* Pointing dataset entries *
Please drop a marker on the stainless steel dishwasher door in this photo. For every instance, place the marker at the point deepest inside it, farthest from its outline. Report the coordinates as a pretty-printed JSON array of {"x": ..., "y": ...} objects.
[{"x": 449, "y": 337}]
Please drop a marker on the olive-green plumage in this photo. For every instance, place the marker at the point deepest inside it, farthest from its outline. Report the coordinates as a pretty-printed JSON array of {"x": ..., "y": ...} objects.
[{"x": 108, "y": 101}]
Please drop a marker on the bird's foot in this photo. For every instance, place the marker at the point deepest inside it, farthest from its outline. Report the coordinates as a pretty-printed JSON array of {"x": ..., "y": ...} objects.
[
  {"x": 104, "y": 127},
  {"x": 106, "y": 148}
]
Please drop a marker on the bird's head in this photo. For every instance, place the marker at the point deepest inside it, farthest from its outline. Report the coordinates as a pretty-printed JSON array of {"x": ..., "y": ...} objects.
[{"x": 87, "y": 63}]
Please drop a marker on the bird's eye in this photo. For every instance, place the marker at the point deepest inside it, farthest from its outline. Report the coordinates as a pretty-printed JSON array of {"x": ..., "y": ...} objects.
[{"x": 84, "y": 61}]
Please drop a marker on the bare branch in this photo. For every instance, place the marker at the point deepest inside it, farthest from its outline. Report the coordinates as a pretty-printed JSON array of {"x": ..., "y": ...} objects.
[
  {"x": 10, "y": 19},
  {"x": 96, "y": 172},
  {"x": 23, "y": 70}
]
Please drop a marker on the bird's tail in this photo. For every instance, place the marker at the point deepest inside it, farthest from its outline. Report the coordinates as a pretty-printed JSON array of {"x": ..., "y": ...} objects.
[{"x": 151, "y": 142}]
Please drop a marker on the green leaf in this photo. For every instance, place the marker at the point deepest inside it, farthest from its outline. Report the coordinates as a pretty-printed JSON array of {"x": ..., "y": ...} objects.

* Work required *
Rewrite the entries above with every "drop a marker" switched to "set a point", leaving everything else as it stands.

* Exercise result *
Please set a point on the stainless steel dishwasher door in this photo. For every instance, place the marker at the point deepest inside it, farthest from its outline. Report the coordinates as a pretty-printed JSON array of {"x": ..., "y": ...} objects.
[{"x": 449, "y": 337}]
Please set a point on the olive-green plumage in this photo. For every instance, place the marker at the point deepest inside it, farthest from its outline. Report the coordinates as a pretty-printed JSON array of {"x": ..., "y": ...} objects.
[{"x": 108, "y": 101}]
Please set a point on the bird's foot in this photo. For every instance, place the marker at the point deepest inside it, farthest from its outline. Report the coordinates as a pretty-printed JSON array of {"x": ..., "y": ...} objects.
[
  {"x": 104, "y": 127},
  {"x": 106, "y": 148}
]
Please set a point on the bird's head in this photo. For every instance, place the marker at the point deepest inside it, farthest from its outline. Report the coordinates as a pretty-printed JSON array of {"x": ..., "y": ...} objects.
[{"x": 87, "y": 63}]
Please set a point on the bird's eye in this photo. For every instance, place the marker at the point deepest inside it, farthest from its outline. Report the coordinates as a pretty-printed JSON array of {"x": ..., "y": ...} objects.
[{"x": 84, "y": 61}]
Please set a point on the bare branch in this photo. For every instance, place the marker at the point deepest inside it, farthest from its outline. Report the coordinates as a pretty-printed JSON array of {"x": ..., "y": ...} objects.
[
  {"x": 10, "y": 19},
  {"x": 96, "y": 172},
  {"x": 23, "y": 70}
]
Please set a point on the bird's tail in this photo. For every instance, place the marker at the point deepest inside it, farthest from its outline. Report the coordinates as a pretty-printed JSON array of {"x": ..., "y": ...} objects.
[{"x": 151, "y": 142}]
Please set a point on the green leaf in this photo. For every instance, place the marker at the point deepest inside it, farthest from its outline. Report the coordinates as a pretty-printed JSON array of {"x": ..., "y": ...} objects.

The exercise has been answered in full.